-------- Stored rows --------
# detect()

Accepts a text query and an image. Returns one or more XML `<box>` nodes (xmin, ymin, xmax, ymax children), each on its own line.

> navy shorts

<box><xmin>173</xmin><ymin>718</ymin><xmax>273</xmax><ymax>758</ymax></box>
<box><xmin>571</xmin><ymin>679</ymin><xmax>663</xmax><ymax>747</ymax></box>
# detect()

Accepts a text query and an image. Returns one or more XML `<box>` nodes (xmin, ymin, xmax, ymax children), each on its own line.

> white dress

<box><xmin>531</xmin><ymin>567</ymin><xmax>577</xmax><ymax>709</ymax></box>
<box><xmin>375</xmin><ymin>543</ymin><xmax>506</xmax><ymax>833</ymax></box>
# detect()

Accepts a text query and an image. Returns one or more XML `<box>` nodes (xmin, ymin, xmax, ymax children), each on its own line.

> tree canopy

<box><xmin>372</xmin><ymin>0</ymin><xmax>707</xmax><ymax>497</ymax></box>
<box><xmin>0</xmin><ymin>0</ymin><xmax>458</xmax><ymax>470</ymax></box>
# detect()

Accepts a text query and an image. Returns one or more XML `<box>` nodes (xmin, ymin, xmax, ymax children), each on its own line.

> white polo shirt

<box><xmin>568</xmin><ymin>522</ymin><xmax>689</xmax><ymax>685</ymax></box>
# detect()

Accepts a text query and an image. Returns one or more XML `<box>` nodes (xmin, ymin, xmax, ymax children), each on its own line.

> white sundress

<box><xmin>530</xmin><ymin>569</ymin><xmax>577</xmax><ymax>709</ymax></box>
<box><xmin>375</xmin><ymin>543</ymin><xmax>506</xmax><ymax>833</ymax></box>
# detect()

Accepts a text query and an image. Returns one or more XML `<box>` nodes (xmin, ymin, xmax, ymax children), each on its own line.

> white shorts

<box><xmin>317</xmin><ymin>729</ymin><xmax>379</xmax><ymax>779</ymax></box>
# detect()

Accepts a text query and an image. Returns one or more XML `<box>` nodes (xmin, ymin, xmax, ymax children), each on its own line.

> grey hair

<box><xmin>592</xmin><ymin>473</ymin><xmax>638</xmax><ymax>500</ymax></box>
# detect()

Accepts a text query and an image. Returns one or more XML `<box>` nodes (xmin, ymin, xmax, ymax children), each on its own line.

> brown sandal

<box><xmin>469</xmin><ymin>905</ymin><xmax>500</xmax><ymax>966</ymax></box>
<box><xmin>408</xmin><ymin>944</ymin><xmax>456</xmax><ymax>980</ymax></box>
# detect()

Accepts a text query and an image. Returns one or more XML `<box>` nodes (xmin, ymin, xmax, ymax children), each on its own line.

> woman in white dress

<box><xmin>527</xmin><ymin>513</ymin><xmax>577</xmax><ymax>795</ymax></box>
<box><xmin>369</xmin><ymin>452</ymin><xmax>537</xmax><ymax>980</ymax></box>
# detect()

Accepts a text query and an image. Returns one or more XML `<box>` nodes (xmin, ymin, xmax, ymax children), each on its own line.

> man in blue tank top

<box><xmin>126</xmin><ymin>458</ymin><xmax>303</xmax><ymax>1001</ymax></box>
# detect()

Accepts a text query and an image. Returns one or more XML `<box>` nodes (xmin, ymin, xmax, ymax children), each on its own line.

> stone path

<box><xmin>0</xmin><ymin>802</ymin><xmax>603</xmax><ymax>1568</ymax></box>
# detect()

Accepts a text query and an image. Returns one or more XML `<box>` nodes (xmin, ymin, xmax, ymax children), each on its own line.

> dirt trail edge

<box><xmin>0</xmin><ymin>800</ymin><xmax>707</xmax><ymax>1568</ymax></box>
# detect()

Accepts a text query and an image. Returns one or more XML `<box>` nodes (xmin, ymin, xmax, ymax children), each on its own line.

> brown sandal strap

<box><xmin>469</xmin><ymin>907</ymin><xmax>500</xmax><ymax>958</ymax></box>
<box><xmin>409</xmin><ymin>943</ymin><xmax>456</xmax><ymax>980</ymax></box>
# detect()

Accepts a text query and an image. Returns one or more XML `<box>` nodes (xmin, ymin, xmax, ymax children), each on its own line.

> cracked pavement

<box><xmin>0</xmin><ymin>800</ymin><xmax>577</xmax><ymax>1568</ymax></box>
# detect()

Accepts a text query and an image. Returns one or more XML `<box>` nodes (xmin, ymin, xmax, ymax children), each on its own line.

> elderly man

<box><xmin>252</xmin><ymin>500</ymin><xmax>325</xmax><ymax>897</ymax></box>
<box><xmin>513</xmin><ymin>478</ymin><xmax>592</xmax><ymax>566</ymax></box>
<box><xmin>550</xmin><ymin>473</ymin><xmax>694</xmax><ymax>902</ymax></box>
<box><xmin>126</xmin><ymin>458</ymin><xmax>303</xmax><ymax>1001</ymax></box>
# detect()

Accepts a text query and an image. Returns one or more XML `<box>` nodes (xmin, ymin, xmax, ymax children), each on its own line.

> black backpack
--------
— What you should do —
Return every line of the material above that contains the word "white".

— Full output —
> white dress
> white polo shirt
> white sundress
> white shorts
> woman in white dress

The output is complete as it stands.